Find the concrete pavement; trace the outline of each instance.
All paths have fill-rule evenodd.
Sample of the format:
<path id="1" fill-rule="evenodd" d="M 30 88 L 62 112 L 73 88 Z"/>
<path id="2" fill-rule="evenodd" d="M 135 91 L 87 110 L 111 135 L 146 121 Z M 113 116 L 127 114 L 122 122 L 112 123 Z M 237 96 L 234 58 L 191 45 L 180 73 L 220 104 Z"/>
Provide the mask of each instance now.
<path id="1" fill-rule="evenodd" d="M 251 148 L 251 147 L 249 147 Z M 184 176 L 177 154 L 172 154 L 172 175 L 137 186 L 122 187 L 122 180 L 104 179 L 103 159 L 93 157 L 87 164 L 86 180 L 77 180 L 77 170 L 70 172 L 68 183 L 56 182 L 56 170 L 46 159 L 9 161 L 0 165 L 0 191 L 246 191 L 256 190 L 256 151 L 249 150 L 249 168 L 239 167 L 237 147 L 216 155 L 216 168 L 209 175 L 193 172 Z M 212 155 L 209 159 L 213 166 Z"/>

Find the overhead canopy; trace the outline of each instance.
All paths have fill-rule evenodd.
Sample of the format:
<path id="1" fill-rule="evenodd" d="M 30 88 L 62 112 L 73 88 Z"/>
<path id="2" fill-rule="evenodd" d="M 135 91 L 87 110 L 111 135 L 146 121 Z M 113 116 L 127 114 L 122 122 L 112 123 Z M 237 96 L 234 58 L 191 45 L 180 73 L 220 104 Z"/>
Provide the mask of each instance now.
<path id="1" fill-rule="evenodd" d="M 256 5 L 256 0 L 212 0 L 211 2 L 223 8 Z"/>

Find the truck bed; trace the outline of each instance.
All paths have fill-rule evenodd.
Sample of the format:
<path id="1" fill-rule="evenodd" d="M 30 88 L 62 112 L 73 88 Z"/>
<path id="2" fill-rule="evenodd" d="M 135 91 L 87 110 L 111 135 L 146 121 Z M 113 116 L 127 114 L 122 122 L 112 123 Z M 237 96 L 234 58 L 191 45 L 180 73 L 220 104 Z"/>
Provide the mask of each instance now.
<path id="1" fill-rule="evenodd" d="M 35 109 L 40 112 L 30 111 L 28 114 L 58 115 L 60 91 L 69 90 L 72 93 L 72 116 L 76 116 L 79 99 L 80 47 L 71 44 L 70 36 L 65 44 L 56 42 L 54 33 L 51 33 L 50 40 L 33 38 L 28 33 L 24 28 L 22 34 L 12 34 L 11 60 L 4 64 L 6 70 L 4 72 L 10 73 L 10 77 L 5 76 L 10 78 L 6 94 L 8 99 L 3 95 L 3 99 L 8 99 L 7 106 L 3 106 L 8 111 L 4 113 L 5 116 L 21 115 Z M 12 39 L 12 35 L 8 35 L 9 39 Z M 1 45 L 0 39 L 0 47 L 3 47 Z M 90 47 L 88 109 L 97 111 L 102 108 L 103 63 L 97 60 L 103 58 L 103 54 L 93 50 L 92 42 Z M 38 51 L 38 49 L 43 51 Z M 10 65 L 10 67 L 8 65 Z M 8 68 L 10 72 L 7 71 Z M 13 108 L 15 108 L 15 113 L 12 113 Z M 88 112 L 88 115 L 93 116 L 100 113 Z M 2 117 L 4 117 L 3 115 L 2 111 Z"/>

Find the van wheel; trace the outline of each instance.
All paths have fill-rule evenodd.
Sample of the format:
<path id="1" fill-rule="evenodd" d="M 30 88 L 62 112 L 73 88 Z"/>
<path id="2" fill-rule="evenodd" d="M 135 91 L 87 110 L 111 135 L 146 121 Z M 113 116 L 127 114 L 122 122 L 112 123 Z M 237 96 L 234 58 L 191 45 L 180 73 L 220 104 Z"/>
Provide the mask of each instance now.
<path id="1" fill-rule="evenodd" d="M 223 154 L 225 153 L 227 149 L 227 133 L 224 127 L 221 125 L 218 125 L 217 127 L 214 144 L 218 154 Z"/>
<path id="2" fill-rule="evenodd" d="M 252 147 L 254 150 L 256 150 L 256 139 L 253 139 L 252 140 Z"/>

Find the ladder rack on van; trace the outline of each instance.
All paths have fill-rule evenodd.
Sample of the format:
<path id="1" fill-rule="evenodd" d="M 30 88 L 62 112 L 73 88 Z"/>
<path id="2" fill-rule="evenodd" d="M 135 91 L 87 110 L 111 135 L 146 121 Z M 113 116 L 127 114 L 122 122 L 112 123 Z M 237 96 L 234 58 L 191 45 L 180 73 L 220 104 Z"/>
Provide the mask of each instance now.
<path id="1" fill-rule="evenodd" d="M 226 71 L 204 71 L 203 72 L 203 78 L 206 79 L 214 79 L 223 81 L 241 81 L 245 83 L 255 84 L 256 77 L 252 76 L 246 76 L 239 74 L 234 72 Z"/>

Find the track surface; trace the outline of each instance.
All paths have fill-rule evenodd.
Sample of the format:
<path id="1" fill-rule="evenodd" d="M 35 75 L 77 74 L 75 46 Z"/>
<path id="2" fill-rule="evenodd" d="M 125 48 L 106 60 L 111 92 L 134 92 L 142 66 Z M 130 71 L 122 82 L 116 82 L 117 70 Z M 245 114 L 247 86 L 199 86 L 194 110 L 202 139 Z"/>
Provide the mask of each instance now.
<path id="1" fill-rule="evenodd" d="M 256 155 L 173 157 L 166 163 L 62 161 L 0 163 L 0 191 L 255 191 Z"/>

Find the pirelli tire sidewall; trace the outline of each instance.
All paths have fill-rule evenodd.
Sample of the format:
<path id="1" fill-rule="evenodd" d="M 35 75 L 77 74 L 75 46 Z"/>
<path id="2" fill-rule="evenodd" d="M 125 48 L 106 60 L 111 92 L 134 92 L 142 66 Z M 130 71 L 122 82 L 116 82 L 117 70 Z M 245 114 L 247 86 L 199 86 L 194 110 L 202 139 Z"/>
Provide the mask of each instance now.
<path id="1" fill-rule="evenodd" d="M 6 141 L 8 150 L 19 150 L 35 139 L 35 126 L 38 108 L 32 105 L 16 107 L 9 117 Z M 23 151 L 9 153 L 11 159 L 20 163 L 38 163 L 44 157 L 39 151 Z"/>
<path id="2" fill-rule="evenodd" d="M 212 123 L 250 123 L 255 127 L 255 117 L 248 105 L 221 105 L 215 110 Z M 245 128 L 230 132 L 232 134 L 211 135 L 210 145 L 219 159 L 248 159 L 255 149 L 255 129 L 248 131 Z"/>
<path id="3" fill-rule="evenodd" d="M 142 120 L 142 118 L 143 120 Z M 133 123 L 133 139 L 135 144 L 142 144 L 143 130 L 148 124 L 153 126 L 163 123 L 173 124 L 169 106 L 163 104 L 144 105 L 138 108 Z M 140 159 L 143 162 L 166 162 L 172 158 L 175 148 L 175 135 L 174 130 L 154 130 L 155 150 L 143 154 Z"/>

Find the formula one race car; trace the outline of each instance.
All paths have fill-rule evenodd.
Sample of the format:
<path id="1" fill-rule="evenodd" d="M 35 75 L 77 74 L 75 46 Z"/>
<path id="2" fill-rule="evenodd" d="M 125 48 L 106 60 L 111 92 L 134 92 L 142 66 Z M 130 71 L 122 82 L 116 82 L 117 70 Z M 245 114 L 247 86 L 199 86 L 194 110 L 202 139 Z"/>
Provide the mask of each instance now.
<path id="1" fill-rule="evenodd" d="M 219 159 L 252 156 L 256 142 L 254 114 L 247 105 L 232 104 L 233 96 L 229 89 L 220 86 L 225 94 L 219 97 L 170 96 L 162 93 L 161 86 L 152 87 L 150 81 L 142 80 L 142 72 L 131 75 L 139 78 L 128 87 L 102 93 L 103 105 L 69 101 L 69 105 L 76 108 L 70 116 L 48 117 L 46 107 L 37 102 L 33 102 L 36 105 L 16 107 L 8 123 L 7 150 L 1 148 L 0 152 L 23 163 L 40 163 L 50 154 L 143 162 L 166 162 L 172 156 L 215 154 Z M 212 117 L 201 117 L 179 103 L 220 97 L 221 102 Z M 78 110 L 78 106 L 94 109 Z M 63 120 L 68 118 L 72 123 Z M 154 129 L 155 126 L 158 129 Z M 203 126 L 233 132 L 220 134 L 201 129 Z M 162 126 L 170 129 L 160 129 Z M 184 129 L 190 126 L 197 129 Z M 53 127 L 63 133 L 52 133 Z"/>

Short problem
Rescale the items from the very first one through the line that contains "256 5 L 256", and write all of those lines out again, requests included. Multiply every coordinate in the answers by 1.45 and round to whole numbers, halves up, leaving the numbers in the requests and their format samples unchanged.

Exercise answer
Find the concrete pavement; trace the outline of each instance.
All paths have fill-rule evenodd.
Sample of the format:
<path id="1" fill-rule="evenodd" d="M 30 88 L 62 112 L 73 88 Z"/>
<path id="2" fill-rule="evenodd" d="M 135 91 L 87 110 L 111 135 L 146 121 Z M 113 116 L 127 114 L 122 122 L 112 123 Z M 237 96 L 234 58 L 191 45 L 180 73 L 220 104 Z"/>
Provide the mask of each instance now.
<path id="1" fill-rule="evenodd" d="M 364 215 L 364 213 L 361 213 Z M 267 255 L 257 223 L 249 223 L 249 254 L 199 270 L 177 271 L 177 261 L 151 260 L 149 231 L 135 228 L 126 238 L 125 261 L 112 261 L 112 247 L 102 249 L 99 265 L 81 264 L 81 247 L 67 231 L 13 233 L 0 239 L 0 277 L 357 277 L 371 276 L 371 219 L 361 218 L 361 244 L 347 242 L 344 213 L 313 225 L 313 244 L 303 254 L 280 249 Z M 307 225 L 303 231 L 309 241 Z"/>

Find the overhead canopy; trace the outline of each instance.
All paths have fill-rule evenodd.
Sample of the format:
<path id="1" fill-rule="evenodd" d="M 30 88 L 62 112 L 73 88 Z"/>
<path id="2" fill-rule="evenodd" d="M 135 91 L 87 110 L 111 135 L 146 121 Z M 113 116 L 127 114 L 122 122 L 112 123 Z M 237 96 L 234 58 L 191 45 L 180 73 L 220 104 Z"/>
Provide the mask of each instance now.
<path id="1" fill-rule="evenodd" d="M 371 7 L 371 0 L 307 0 L 306 3 L 323 12 Z"/>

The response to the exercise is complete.